OPGAVE 1 |
Op welke nieuwe bewoonster van het home wordt William volgens de leestekst verliefd?
OPGAVE 2 |
Druk uit de leestekst letterlijk het stuk af van "William Figueras* is" tot en met "worden (seksueel) mishandeld.".

LEESTEKST |
━━━━━━━━

William Figueras* is de hoofdpersoon van deze korte roman. Hij komt uit Cuba; het is niet helemaal duidelijk waarom hij gevlucht is - waarschijnlijk omdat zijn literaire werk niet door de Communistische Partij werd goedgekeurd -; het is ergens in de vroege jaren 80 van de twintigste eeuw - zijn vriend, de Zwarte Dichter, zegt: Heb je het al gehoord, Truman Capote is dood; en die is gestorven in 1984; 1984 is eveneens de titel van de dystopische roman van George Orwell -; William zit in een home, een boarding home**, een tehuis voor gekken en achterlijken, de losers van de samenleving. 

Het leven is er hard. De patiënten, de bewoners is wellicht een betere benaming, krijgen slecht te eten, worden bestolen door de baas, Curbelo en door zijn assistent Arsenio, en ze worden (seksueel) mishandeld.
William vindt al snel een soort van routine in zijn nieuwe bestaan: hij staat op, ontbijt karig - maar hij eet toch niet zo veel dus dat geeft eigenlijk niet -, hij wast zich met een klein stuk zeep en een handdoek die niet verschoond wordt, hij kijkt tv en met name naar de televisiedominee, door wie hij ergens geïnspireerd wordt of door wie hij op de een of andere wijze gerust gesteld wordt. 

Als hij een paar centen heeft gaat hij een koffie drinken, ergens in Miami, ergens in de Cubaanse wijk. Verder leest hij veel: de groten in de wereldliteratuur: Proust, Joyce, Hesse, Miller, Mann. Zijn bijbel is een gebonden bundel met gedichten van Engelse romantische dichters. Hij is zelf schrijver. Hij schrijft deze korte roman over zijn bestaan als een gek in een samenleving die hem veracht.
William voegt zich in zekere zin in het boarding home. Hij wordt goede maatjes met Arsenio, al komt de ‘liefde’ meer van de kant van Arsenio. En William mishandelt de een-oog Reyes, die overal urineert, samen met Arsenio.

Als een donderslag bij heldere hemel lijkt het leven lichter te worden en zelfs gelukkig, wanneer er in het home een nieuwe vrouw komt, Francis, op wie William verliefd wordt en zij op hem. Ze proberen samen een leven op te bouwen, onafhankelijk van het home.

━━━━━━━━

GEGEVENSRIJEN |
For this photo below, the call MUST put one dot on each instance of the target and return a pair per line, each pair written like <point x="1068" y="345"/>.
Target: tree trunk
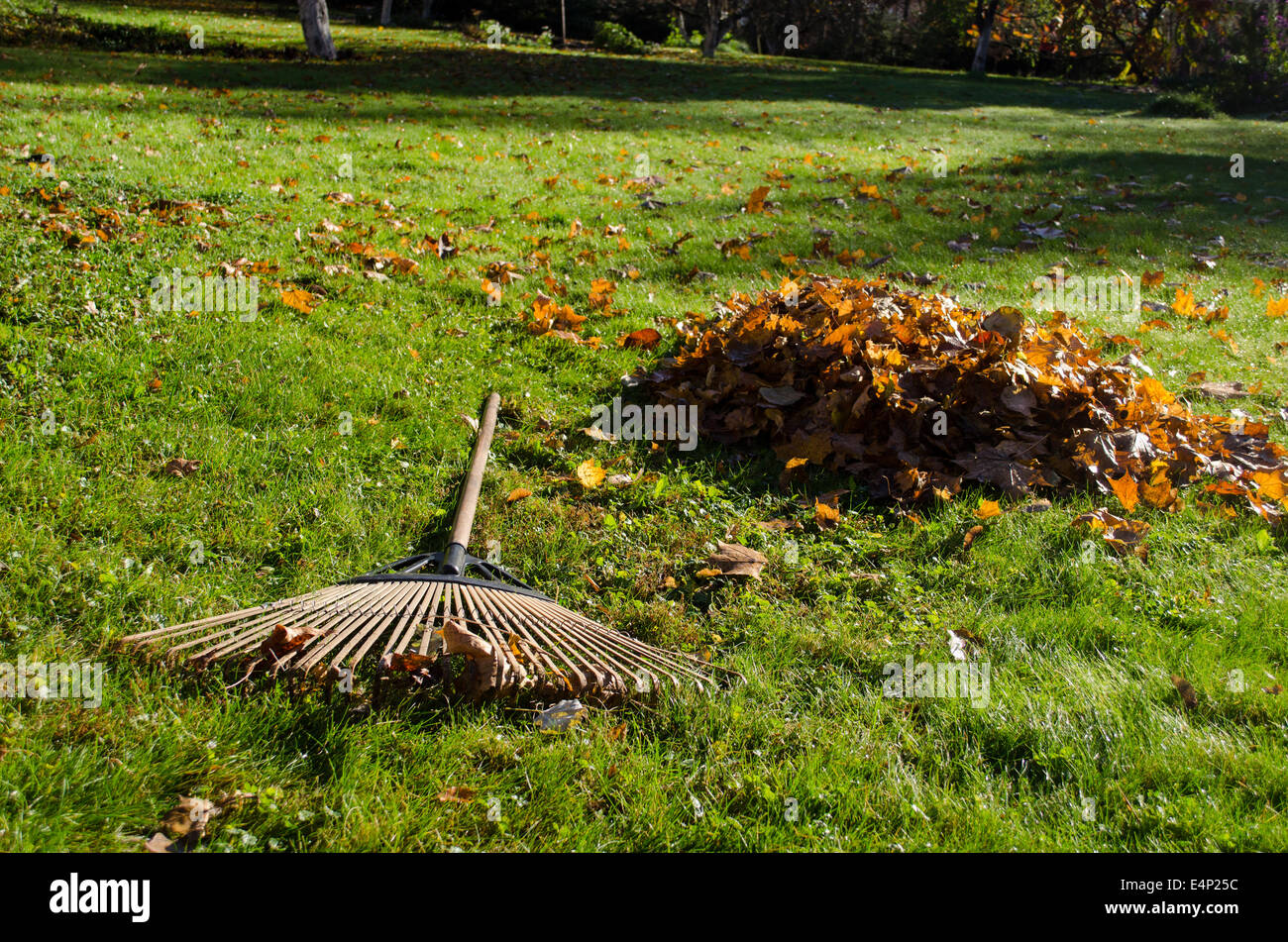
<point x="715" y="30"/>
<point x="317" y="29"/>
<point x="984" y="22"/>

━━━━━━━━

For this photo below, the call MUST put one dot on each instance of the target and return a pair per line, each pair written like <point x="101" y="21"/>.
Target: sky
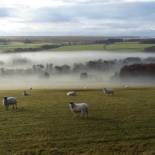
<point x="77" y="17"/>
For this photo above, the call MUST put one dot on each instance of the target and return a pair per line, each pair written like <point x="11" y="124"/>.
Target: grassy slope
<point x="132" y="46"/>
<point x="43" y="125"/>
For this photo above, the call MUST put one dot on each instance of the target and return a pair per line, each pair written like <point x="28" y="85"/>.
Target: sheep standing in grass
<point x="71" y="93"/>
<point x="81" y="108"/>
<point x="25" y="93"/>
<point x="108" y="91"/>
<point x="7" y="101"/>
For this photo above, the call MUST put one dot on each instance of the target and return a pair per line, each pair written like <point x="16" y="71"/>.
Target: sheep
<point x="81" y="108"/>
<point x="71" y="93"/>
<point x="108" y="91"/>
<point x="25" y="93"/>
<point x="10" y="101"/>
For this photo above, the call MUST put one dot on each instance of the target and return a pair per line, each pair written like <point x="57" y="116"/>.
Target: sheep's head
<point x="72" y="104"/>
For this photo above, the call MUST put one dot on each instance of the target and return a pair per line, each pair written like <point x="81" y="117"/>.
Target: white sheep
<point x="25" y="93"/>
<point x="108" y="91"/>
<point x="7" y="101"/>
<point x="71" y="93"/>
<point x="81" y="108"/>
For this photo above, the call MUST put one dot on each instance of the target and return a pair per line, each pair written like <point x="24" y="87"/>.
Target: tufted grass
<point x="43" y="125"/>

━━━━━━━━

RESULTAAT 1 |
Francis.

RESULTAAT 2 |
William Figueras* is de hoofdpersoon van deze korte roman. Hij komt uit Cuba; het is niet helemaal duidelijk waarom hij gevlucht is - waarschijnlijk omdat zijn literaire werk niet door de Communistische Partij werd goedgekeurd -; het is ergens in de vroege jaren 80 van de twintigste eeuw - zijn vriend, de Zwarte Dichter, zegt: Heb je het al gehoord, Truman Capote is dood; en die is gestorven in 1984; 1984 is eveneens de titel van de dystopische roman van George Orwell -; William zit in een home, een boarding home**, een tehuis voor gekken en achterlijken, de losers van de samenleving. 

Het leven is er hard. De patiënten, de bewoners is wellicht een betere benaming, krijgen slecht te eten, worden bestolen door de baas, Curbelo en door zijn assistent Arsenio, en ze worden (seksueel) mishandeld.